## JOB
Exactly reproduce the line that contains "of the jumping" and all lines after it in the entries below, through the very last line.

## RECORD LIST
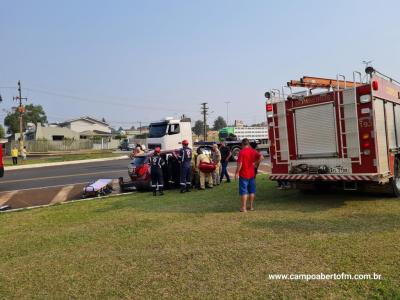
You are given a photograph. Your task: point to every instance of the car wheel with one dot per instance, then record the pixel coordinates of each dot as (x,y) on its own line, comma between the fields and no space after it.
(396,177)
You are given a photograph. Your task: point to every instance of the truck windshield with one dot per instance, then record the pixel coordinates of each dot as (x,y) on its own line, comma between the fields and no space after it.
(157,130)
(138,160)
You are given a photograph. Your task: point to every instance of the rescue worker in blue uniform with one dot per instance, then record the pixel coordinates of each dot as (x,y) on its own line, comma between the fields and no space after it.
(185,159)
(157,177)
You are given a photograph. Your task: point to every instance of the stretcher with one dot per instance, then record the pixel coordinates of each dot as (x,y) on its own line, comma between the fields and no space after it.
(100,187)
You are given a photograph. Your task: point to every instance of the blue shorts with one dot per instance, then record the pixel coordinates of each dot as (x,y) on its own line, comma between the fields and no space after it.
(247,186)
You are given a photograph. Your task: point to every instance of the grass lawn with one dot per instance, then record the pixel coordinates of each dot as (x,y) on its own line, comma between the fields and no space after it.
(61,158)
(199,246)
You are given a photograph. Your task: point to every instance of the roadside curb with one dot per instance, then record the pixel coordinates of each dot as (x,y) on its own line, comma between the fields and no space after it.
(62,163)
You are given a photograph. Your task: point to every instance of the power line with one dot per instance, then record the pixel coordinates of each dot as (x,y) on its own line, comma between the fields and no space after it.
(107,102)
(204,111)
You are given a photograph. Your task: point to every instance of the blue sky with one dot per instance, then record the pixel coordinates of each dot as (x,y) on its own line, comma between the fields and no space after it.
(131,61)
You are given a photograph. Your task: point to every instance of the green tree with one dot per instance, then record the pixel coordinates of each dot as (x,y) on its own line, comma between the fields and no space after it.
(33,114)
(219,123)
(198,127)
(2,132)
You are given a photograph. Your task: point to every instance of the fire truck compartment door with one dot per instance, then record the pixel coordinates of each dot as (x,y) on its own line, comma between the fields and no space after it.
(316,131)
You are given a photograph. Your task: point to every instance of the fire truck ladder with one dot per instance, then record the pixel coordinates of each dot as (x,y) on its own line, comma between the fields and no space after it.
(345,150)
(277,130)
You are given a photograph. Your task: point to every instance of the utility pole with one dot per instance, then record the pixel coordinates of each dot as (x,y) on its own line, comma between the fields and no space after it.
(21,111)
(227,112)
(204,111)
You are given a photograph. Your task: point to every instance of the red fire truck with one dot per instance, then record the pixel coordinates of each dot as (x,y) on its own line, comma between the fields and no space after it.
(337,133)
(1,161)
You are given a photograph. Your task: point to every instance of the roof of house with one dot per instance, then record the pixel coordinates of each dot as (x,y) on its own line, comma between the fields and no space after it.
(85,118)
(95,133)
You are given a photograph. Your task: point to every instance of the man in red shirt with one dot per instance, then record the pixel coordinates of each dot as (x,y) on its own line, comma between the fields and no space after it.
(248,161)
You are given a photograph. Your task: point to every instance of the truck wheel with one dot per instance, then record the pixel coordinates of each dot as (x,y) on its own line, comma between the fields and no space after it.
(396,177)
(235,154)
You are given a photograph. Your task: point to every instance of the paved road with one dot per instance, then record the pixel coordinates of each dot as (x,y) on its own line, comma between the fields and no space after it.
(62,175)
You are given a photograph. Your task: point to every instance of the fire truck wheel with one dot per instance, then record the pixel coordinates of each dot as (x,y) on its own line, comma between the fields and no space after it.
(396,177)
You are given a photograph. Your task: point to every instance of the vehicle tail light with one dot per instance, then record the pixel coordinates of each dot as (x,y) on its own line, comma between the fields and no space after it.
(365,136)
(365,98)
(142,170)
(375,85)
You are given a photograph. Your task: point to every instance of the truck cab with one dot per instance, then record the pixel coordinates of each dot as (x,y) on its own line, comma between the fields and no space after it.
(169,133)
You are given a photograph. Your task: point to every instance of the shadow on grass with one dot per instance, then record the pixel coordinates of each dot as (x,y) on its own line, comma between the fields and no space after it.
(366,223)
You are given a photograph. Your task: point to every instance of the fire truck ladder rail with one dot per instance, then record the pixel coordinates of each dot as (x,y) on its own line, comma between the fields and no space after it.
(275,128)
(356,114)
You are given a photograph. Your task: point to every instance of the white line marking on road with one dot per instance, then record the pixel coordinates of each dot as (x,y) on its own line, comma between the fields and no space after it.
(42,187)
(62,195)
(6,197)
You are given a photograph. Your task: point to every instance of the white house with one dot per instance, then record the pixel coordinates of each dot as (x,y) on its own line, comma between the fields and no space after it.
(88,126)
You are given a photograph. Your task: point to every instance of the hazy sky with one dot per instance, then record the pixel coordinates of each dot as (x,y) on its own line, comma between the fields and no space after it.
(132,61)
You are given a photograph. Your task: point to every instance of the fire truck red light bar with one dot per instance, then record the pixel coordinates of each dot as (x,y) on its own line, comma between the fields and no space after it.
(375,85)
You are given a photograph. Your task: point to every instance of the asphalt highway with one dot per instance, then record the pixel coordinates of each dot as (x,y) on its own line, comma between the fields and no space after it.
(62,175)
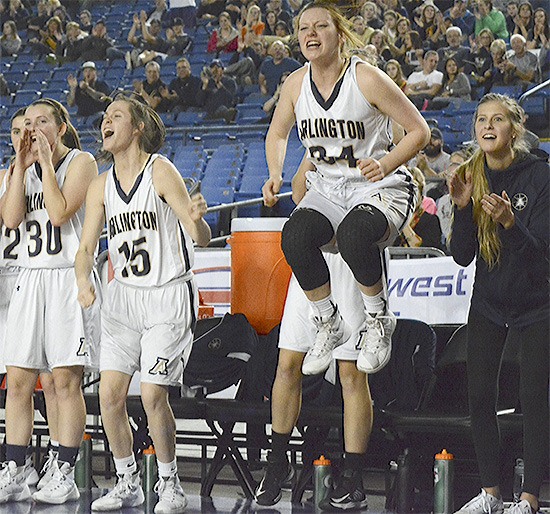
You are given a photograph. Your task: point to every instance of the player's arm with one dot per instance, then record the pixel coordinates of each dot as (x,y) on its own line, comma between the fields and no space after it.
(277,135)
(63,203)
(190,211)
(93,225)
(381,92)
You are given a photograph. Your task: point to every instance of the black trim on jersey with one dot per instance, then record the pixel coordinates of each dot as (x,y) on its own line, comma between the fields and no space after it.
(38,168)
(412,195)
(127,198)
(327,104)
(192,306)
(185,251)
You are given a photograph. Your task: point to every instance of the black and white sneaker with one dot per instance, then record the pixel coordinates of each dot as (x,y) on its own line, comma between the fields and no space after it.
(348,493)
(277,475)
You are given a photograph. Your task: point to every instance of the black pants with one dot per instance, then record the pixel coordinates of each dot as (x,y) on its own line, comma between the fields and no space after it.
(485,347)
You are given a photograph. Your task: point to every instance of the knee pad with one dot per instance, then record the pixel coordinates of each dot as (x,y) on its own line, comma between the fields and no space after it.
(304,234)
(357,237)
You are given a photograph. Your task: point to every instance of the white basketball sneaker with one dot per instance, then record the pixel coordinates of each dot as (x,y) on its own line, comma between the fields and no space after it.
(126,493)
(375,342)
(46,473)
(13,487)
(331,333)
(172,499)
(61,488)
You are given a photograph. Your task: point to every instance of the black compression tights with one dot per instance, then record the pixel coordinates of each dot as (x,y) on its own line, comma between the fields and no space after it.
(485,346)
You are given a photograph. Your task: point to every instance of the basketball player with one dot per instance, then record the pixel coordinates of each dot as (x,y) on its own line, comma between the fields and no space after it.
(44,199)
(296,337)
(359,194)
(151,305)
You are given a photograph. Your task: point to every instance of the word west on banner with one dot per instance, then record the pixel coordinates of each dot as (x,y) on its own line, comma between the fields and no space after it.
(434,290)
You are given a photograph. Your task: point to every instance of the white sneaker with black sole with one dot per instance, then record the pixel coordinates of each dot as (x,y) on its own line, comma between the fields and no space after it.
(375,342)
(126,493)
(331,333)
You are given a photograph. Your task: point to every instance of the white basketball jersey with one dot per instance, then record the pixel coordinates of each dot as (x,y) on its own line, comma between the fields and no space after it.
(43,245)
(339,131)
(148,245)
(10,240)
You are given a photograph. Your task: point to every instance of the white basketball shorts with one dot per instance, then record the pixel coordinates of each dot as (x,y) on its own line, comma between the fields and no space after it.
(46,327)
(148,330)
(297,329)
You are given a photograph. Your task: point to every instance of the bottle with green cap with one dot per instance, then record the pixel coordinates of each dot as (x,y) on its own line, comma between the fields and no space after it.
(149,470)
(443,483)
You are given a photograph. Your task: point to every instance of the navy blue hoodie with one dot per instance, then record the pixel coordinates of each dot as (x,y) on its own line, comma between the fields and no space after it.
(515,291)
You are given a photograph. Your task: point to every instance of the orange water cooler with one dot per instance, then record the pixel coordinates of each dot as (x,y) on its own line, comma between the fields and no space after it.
(259,271)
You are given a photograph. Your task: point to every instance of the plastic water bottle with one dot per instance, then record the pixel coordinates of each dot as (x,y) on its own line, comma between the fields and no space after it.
(149,472)
(322,480)
(518,479)
(83,465)
(443,483)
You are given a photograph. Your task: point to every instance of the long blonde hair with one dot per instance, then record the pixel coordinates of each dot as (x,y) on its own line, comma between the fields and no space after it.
(487,230)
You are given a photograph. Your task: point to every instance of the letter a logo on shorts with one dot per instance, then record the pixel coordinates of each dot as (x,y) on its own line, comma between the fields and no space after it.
(160,368)
(83,348)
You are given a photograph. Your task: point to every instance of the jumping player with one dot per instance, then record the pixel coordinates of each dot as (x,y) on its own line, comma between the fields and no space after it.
(358,193)
(151,305)
(45,201)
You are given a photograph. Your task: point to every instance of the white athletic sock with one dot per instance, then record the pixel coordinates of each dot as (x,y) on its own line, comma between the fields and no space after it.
(126,465)
(376,304)
(167,469)
(324,308)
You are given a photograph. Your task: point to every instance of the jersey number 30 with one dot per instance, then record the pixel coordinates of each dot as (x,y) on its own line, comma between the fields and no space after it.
(133,258)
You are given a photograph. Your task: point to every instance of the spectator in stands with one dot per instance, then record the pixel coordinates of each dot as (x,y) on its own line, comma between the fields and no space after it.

## RESPONSE
You are given a photograph. Your task: point to every instance of the jumping player with one dot per instance, then record the pixel coordinates of each dot as (x,y) on its own line, comma between the fields and no space after it.
(358,193)
(151,305)
(45,201)
You are given a photograph. Your task: point to every instance of the white athletic sock with one dot per instance, then record the pixel coordinates of each dot as (x,y) on its own line, comma between the fields and no space after it.
(126,465)
(376,304)
(167,469)
(324,308)
You are given a photograph. Your task: point to every instance of the jersey number 30 with one dot per instance, then record the pixel coordinates of each dot as (x,y) on its own line, comma between the fields and no space after it.
(133,258)
You are given a photograph. Your task: point to every instance of the spectator in stands with one dot per instance, then record the pixel coordinates of each dot as (x,y) on its own line, comma between the fields and no space after it.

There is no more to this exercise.